**TASK PROMPT**
Write the records out again, precisely as they stand.

**RECORDS FOR THE TASK**
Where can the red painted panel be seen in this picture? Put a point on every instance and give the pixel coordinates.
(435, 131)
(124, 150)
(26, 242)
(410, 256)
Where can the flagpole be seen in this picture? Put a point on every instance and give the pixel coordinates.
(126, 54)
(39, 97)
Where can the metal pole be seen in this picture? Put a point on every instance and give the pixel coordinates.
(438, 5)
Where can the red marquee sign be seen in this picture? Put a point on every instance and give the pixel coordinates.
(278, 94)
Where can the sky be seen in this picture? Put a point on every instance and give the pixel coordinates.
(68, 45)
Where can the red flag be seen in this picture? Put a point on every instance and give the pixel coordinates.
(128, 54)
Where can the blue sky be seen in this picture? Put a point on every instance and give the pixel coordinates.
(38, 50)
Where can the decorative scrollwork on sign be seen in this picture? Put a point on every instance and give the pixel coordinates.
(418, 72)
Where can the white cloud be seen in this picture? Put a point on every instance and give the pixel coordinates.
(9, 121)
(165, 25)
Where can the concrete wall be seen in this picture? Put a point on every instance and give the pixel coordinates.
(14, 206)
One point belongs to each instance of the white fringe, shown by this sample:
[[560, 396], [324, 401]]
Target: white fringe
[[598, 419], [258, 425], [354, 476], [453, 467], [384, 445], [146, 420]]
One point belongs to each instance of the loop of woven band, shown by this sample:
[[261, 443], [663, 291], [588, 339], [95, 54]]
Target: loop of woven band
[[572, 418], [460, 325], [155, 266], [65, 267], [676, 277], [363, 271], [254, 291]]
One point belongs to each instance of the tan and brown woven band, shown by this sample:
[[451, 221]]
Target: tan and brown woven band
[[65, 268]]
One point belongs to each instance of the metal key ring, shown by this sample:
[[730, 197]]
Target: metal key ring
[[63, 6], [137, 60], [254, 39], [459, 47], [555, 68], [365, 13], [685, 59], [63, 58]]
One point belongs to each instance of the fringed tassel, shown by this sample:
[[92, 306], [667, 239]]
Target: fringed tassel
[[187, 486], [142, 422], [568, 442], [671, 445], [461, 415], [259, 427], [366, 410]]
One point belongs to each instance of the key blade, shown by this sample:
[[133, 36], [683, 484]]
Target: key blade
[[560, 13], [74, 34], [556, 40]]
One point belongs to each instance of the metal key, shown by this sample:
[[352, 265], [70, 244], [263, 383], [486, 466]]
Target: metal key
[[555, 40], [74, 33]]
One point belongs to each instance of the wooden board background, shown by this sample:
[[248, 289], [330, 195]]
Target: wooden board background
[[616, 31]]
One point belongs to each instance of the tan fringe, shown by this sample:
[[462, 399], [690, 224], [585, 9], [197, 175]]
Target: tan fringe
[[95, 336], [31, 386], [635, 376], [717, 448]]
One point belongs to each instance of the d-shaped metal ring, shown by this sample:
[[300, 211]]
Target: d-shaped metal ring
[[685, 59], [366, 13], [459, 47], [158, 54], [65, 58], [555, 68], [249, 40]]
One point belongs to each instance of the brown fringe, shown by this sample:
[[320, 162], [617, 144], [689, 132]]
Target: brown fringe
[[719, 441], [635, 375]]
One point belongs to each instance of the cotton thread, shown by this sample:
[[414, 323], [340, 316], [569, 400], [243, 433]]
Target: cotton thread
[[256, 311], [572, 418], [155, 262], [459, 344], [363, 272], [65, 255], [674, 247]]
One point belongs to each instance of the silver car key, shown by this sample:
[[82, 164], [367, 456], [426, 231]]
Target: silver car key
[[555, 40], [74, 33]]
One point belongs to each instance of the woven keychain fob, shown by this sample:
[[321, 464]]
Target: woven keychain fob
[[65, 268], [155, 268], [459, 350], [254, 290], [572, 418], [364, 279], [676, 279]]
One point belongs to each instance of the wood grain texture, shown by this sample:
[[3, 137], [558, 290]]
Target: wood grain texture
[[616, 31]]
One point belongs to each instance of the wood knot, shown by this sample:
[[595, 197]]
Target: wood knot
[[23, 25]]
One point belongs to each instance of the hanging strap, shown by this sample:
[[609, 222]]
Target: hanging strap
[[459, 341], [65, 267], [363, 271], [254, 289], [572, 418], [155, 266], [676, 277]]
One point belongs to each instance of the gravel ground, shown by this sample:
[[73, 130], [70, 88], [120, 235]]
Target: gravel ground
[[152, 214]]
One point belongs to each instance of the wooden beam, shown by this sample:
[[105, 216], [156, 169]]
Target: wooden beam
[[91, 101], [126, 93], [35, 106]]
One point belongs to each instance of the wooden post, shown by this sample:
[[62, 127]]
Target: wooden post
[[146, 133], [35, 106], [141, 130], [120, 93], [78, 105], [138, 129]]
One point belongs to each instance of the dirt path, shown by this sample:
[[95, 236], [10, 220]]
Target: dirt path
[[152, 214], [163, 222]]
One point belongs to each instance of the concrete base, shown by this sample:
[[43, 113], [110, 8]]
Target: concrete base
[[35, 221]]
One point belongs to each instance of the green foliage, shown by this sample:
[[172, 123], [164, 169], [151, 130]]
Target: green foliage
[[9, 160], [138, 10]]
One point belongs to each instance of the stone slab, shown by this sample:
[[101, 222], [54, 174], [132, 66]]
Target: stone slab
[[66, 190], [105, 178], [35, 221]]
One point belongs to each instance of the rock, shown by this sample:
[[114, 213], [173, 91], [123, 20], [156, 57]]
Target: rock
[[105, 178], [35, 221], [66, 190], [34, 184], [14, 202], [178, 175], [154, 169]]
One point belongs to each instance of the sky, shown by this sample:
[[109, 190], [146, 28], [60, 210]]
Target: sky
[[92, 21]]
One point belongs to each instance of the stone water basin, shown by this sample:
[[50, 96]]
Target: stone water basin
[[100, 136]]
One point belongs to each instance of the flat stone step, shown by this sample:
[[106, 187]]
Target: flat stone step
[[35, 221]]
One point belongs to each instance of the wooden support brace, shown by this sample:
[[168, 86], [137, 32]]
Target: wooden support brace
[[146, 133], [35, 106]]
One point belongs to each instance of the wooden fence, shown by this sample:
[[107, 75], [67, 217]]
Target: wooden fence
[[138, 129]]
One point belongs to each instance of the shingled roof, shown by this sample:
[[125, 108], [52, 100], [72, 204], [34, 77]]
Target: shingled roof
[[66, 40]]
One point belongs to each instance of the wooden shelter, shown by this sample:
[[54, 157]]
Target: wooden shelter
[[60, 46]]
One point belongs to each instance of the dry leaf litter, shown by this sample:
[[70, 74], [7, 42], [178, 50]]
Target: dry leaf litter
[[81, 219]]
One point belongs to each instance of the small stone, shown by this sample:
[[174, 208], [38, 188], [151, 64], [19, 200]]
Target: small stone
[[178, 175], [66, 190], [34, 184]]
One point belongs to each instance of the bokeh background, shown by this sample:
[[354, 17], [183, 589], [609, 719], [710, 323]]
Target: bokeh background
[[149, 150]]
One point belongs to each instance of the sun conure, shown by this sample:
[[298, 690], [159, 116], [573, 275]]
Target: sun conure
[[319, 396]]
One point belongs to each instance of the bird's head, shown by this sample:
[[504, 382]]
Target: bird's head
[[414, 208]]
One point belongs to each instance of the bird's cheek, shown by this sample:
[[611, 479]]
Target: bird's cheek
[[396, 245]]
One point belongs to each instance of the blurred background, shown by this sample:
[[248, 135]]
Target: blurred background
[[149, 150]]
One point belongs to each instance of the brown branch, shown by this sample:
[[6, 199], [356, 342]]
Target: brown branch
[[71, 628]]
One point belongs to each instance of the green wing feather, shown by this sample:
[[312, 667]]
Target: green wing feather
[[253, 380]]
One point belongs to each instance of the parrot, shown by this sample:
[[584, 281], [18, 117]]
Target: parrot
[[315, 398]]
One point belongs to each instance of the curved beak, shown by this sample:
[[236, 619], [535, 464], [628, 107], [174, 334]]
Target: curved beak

**OUTPUT**
Where can the red painted panel be seen in this picture? Put a point on every instance and give the pixel coordinates.
(435, 131)
(124, 150)
(26, 242)
(410, 256)
Where can the flagpole be seen in this picture? Put a point on every instance and give the pixel coordinates.
(126, 54)
(39, 97)
Where can the metal pole be seen in this picture? Put a point on every instance and give the pixel coordinates.
(438, 5)
Where can the red marquee sign be seen in this picture? Put a point on every instance and give the pixel coordinates.
(278, 94)
Where can the sky be seen in this picture? Put a point on every instance and give the pixel coordinates.
(68, 45)
Where can the red flag be seen in this picture? Put a point on every instance and give the pixel coordinates.
(128, 54)
Where can the blue sky be seen in this picture? Put a point on every instance and give the pixel coordinates.
(38, 50)
Where can the decorative scrollwork on sign be seen in this picture? Put a point on every instance and give the pixel coordinates.
(418, 72)
Where can the white cloud be seen in this picture? Put a point on every instance and give the pixel coordinates.
(9, 121)
(165, 25)
Where can the concrete wall be seen in this picture? Put a point on every instance and give the pixel coordinates.
(14, 206)
One point belongs to each instance of the white fringe, shown by this sample:
[[560, 396], [324, 401]]
Target: white fringe
[[598, 419], [258, 425], [354, 476], [453, 467], [384, 445], [146, 420]]
One point belongs to each instance of the loop of woven band, shown by this sample:
[[261, 443], [663, 291], [588, 339], [95, 54]]
Target: loop of woven band
[[572, 418], [460, 325], [155, 266], [65, 267], [676, 277], [363, 271], [254, 291]]
One point belongs to each instance of the tan and brown woven band, shown by this sample:
[[451, 221]]
Target: tan and brown woven band
[[65, 268]]
One point belongs to each instance of the metal key ring, shown by this sample:
[[730, 197]]
Target: metal key ring
[[63, 6], [137, 60], [254, 39], [459, 47], [555, 68], [365, 13], [685, 59], [63, 58]]
One point belongs to each instance of the fringed tassel, shown by this sample:
[[92, 306], [667, 239]]
Target: fringed tassel
[[187, 486], [142, 422], [568, 442], [671, 445], [461, 415], [259, 427], [366, 410]]
One point belongs to each instance of the key blade, shown by this sample:
[[133, 36], [683, 484]]
Target: key blade
[[560, 13], [74, 34], [556, 40]]
One point belongs to each instance of the metal key, shown by this sample:
[[352, 265], [70, 244], [263, 383], [486, 466]]
Target: metal key
[[555, 40], [74, 33]]
One point belongs to each instance of the wooden board background, shown by this sample:
[[248, 289], [330, 195]]
Target: wooden board background
[[616, 31]]
One point belongs to each instance of the tan fringe, shown by this sample:
[[462, 399], [690, 224], [585, 9], [197, 175]]
Target: tan fringe
[[95, 336], [31, 386], [635, 376], [717, 448]]
One point belongs to each instance of the d-shaped metal ring, shown by this sample:
[[300, 211]]
Target: d-shaped metal ring
[[685, 59], [366, 13], [459, 47], [158, 54], [65, 58], [555, 68], [249, 40]]
One point belongs to each instance of the brown fringe, shown by this sample:
[[320, 162], [617, 144], [689, 132]]
Target: brown fringe
[[719, 441], [635, 375]]
One point belongs to each instance of the cotton thread, shown by this sample:
[[414, 323], [340, 316], [569, 400], [243, 433]]
Target: cotton thread
[[256, 311], [572, 418], [155, 262], [459, 344], [363, 272], [65, 255], [674, 247]]
One point belongs to each instance of the silver car key, shown by this sample:
[[82, 164], [367, 456], [426, 231]]
Target: silver car key
[[555, 40], [74, 33]]
One point belongs to each instance of the woven keychain fob, shown by this sample:
[[321, 464]]
Target: woven keychain fob
[[65, 268], [155, 268], [459, 350], [254, 290], [572, 418], [364, 279], [676, 279]]
One point belongs to each instance of the wood grain texture, shown by this sample:
[[3, 137], [558, 290]]
Target: wood grain texture
[[616, 31]]
One point belongs to each instance of the wood knot, shown by this sample:
[[595, 197]]
Target: wood knot
[[23, 25]]
One point belongs to each instance of the hanging strap, shown by this sample:
[[609, 222]]
Target: hanging strap
[[459, 341], [65, 267], [363, 271], [254, 289], [572, 418], [155, 266], [676, 277]]
One point belongs to each instance of the gravel ground, shown by this sample:
[[73, 130], [70, 88], [120, 235]]
Target: gravel ground
[[152, 214]]
One point belongs to each instance of the wooden beam, shown by this sample:
[[105, 216], [156, 169]]
Target: wooden beam
[[91, 101], [126, 93], [35, 106]]
One point belongs to each instance of the wooden post, shown by this sample:
[[62, 127]]
Target: wooden post
[[146, 133], [35, 106], [141, 130], [120, 93], [78, 105], [138, 129]]
One point belongs to each instance of the dirt path, shown by this sample:
[[95, 236], [10, 220]]
Target: dirt path
[[152, 214], [163, 222]]
One point belongs to each instance of the concrete base, shown by this sample:
[[43, 113], [110, 8]]
Target: concrete base
[[35, 221]]
One point belongs to each instance of the green foliage, shown by this sample:
[[172, 123], [164, 169], [151, 130]]
Target: green foliage
[[9, 160], [138, 10]]
One point belongs to each instance of the stone slab, shown by this sample:
[[101, 222], [54, 174], [132, 66]]
Target: stone slab
[[66, 190], [105, 178], [35, 221]]
One point belongs to each instance of the rock, shown by this sample:
[[114, 213], [173, 91], [123, 20], [156, 57]]
Target: rock
[[105, 178], [35, 221], [66, 190], [34, 184], [14, 202], [178, 175], [154, 169]]
One point belongs to each instance of the sky, shown by this sample:
[[109, 190], [146, 28], [60, 210]]
Target: sky
[[92, 21]]
One point belongs to each instance of the stone water basin, shown by this sample:
[[50, 96]]
Target: stone water basin
[[100, 136]]
One point belongs to each instance of the flat stone step, shown by this sample:
[[106, 187]]
Target: flat stone step
[[35, 221]]
One point belongs to each instance of the wooden support brace, shown by this sample:
[[168, 86], [137, 32]]
Target: wooden support brace
[[146, 133], [35, 106]]
One point belongs to each instance of the wooden fence, shown by this sample:
[[107, 75], [67, 217]]
Target: wooden fence
[[138, 129]]
One point belongs to each instance of the shingled roof, shown by this sample:
[[125, 108], [52, 100], [72, 204], [34, 77]]
Target: shingled roof
[[66, 40]]
One point belongs to each instance of the wooden shelter, shown by this sample:
[[54, 157]]
Target: wooden shelter
[[60, 46]]
One point belongs to each instance of the dry leaf litter, shown by this sample:
[[70, 74], [7, 42], [178, 50]]
Target: dry leaf litter
[[81, 219]]
One point belongs to each instance of the small stone, shown by this sample:
[[174, 208], [38, 188], [151, 64], [19, 200]]
Target: small stone
[[178, 175], [66, 190], [34, 184]]
One point belongs to each instance of the bokeh background, shown by this sample:
[[354, 17], [183, 589], [609, 719], [710, 323]]
Target: bokeh background
[[149, 150]]
One point belongs to each instance of the sun conure, shown by this sample:
[[298, 690], [159, 116], [573, 275]]
Target: sun conure
[[319, 396]]
One point belongs to each instance of the bird's head, shown by this sample:
[[504, 382]]
Target: bird's head
[[414, 208]]
One point belongs to each instance of the bird's cheek, shown by this sample:
[[611, 479]]
Target: bird's cheek
[[396, 245]]
One point belongs to each instance of the blurred background, shown by this sample:
[[248, 135]]
Target: blurred background
[[149, 150]]
One point belongs to each instance of the brown branch, shown by this sample:
[[6, 199], [356, 342]]
Target: brown branch
[[71, 628]]
One point belongs to each instance of the green wing feather, shown by this sample:
[[312, 667]]
Target: green wing feather
[[253, 380]]
One point belongs to each instance of the parrot, shown by this sample:
[[584, 281], [18, 117]]
Target: parrot
[[315, 398]]
One point belongs to each instance of the curved beak, shown by this sample:
[[236, 619], [535, 464], [628, 107], [174, 334]]
Target: curved beak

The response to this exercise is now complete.